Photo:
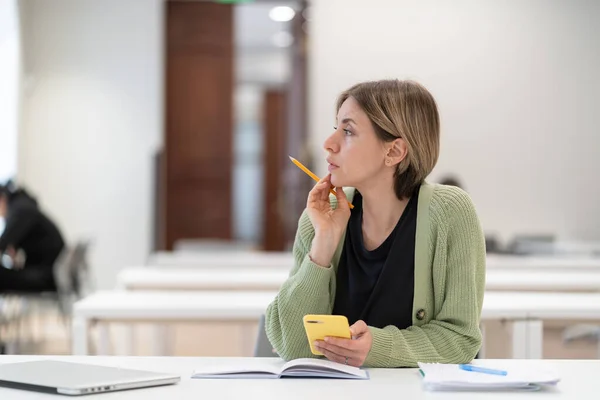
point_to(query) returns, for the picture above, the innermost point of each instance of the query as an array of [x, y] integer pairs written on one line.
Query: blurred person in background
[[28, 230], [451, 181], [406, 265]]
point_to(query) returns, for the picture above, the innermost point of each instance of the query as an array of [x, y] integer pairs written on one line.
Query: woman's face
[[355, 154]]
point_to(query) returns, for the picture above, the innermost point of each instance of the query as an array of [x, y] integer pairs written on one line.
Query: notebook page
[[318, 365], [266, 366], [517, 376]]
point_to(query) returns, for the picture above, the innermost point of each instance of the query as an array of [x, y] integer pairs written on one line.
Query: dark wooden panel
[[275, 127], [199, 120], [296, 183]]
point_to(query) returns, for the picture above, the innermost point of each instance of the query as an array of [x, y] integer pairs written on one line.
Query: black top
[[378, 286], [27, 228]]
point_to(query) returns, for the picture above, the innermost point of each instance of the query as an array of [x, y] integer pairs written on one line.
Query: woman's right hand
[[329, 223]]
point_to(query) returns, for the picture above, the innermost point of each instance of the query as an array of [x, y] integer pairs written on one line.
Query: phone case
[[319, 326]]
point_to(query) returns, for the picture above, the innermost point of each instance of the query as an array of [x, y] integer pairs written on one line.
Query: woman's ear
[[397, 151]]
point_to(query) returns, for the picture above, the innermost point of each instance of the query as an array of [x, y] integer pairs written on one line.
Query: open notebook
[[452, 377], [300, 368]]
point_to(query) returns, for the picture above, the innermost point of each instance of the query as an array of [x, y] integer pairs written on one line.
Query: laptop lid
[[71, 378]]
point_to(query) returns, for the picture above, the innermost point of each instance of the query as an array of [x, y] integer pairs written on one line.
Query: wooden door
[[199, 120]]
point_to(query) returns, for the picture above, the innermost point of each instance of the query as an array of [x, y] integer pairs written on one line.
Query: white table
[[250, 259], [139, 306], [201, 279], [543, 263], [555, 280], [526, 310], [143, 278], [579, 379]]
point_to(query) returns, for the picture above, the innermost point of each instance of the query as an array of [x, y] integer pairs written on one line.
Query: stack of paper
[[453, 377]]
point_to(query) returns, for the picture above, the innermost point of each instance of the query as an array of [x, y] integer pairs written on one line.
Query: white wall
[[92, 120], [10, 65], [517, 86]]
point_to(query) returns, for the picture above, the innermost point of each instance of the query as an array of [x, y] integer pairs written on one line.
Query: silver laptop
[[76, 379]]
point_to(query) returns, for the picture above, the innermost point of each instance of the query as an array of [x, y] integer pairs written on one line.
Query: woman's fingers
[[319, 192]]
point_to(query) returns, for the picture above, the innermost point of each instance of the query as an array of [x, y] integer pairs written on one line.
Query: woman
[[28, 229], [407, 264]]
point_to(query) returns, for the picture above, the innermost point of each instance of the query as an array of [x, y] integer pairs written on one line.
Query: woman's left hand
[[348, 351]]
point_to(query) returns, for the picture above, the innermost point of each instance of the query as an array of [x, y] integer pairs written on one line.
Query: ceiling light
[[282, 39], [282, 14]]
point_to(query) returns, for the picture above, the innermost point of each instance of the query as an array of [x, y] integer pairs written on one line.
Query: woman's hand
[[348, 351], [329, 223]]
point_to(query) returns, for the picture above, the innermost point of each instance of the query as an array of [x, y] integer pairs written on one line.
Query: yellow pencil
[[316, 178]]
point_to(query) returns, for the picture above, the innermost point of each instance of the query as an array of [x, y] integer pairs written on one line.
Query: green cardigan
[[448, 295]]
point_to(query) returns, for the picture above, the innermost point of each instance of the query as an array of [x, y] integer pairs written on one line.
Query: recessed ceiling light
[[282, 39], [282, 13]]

--

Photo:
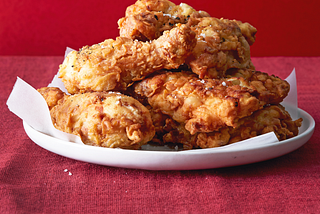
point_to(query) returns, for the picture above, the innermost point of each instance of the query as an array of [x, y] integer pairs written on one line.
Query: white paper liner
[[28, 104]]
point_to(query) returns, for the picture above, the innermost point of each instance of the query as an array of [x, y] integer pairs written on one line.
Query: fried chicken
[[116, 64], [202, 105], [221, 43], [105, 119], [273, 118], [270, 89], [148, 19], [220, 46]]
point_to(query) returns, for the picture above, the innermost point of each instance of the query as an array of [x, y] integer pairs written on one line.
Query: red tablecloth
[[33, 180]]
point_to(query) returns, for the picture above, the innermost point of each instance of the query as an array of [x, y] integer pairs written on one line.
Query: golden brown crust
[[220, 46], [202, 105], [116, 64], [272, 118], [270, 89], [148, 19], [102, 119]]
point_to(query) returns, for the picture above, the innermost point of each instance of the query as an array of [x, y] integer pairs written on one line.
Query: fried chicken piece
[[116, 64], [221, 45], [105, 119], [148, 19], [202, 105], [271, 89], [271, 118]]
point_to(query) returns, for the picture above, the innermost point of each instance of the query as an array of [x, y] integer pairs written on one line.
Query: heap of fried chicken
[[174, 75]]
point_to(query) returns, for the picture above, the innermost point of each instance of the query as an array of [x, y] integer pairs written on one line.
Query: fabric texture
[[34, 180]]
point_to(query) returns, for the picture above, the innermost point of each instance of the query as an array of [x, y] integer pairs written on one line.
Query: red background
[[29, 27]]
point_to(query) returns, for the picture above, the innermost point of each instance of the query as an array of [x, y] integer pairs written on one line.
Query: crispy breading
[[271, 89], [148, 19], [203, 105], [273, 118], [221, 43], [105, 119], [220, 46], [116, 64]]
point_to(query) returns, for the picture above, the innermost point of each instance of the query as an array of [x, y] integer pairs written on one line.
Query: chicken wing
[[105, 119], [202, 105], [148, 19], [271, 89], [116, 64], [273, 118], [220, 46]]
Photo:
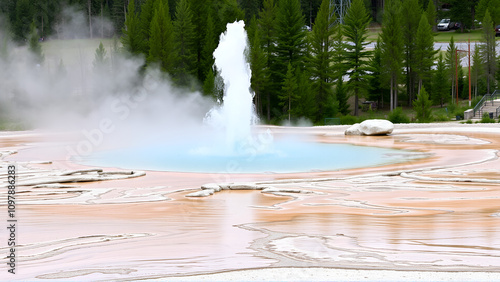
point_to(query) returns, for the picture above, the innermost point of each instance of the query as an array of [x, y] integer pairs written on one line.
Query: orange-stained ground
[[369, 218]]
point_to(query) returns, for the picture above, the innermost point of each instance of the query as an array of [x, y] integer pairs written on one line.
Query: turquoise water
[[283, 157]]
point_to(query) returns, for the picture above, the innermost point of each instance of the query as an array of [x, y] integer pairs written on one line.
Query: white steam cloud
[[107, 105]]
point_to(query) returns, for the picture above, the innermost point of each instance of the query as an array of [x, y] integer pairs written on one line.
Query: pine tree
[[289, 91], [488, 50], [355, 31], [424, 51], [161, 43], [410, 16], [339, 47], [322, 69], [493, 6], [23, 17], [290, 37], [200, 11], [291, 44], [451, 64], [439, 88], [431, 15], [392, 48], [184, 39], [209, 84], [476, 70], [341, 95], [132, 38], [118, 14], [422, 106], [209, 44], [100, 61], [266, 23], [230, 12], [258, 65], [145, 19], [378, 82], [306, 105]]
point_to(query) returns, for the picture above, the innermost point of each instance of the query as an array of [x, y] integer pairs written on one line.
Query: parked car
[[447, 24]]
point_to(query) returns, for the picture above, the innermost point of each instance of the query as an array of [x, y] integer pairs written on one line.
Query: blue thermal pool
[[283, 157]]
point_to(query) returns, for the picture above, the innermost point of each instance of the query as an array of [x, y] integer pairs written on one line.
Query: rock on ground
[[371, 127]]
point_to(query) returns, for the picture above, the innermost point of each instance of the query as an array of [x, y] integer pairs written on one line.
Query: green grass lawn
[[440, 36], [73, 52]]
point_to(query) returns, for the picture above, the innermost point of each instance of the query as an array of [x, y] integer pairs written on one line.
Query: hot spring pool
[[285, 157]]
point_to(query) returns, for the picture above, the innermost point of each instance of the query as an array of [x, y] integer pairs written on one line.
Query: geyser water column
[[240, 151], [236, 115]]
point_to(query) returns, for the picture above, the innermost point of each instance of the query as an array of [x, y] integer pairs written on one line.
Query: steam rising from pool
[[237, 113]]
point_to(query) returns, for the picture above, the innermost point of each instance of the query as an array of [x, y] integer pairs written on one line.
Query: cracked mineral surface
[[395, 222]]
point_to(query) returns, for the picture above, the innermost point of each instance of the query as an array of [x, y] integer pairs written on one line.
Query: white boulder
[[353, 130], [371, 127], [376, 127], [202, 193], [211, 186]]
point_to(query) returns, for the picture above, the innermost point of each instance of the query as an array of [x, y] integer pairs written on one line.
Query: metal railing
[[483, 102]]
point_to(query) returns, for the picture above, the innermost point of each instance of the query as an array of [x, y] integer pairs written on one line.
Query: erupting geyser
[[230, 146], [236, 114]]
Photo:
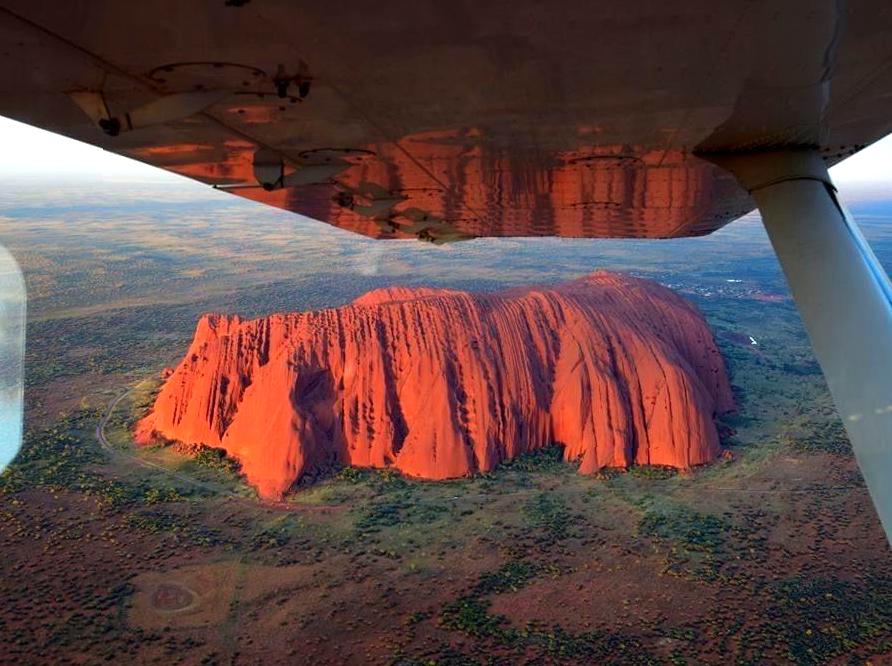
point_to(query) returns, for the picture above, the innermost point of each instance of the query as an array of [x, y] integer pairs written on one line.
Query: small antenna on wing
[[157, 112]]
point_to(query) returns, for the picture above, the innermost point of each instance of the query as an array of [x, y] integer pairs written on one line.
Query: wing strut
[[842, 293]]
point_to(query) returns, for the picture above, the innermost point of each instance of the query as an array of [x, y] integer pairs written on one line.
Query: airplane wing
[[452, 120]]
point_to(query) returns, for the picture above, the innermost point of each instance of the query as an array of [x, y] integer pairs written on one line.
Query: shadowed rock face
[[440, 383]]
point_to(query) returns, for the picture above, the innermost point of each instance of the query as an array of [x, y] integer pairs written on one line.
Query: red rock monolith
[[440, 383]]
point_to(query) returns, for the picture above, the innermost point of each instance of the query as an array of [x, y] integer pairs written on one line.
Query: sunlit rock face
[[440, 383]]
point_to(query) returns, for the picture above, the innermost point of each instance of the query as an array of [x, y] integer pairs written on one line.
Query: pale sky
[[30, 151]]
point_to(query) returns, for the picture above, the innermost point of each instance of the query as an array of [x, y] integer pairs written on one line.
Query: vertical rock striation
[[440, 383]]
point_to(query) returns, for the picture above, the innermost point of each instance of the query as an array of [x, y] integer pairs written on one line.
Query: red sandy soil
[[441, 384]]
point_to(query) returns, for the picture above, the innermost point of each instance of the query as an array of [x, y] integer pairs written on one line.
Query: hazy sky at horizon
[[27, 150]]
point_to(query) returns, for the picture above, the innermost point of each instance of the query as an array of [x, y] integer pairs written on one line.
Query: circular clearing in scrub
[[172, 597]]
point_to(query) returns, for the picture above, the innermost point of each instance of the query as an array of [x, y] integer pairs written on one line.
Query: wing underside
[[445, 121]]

--

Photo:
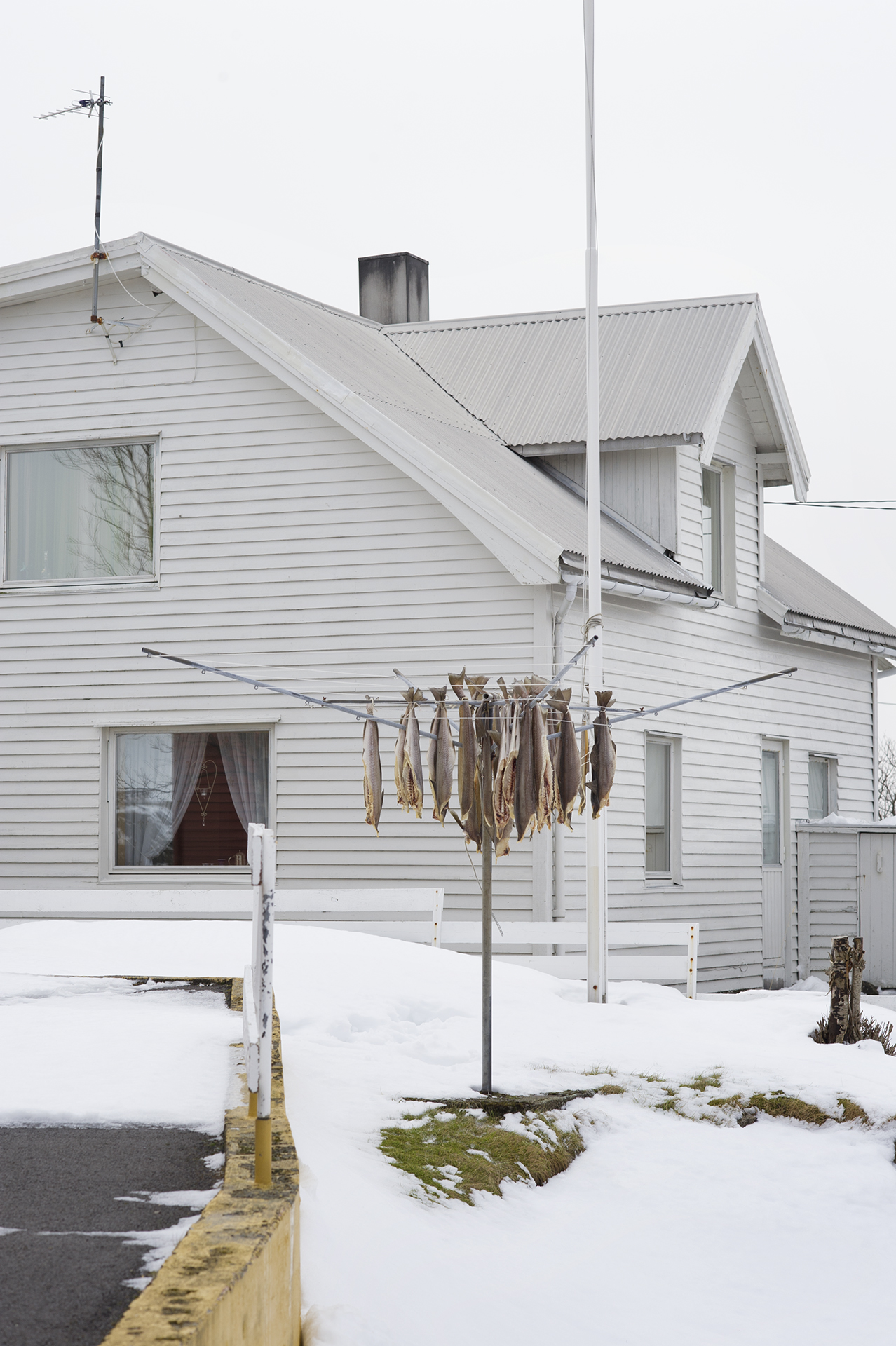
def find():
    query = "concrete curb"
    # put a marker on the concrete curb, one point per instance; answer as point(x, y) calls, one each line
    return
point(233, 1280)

* Activity: Count how many lines in the records above hold the word "curb", and answer with that number alone.

* Response box: 2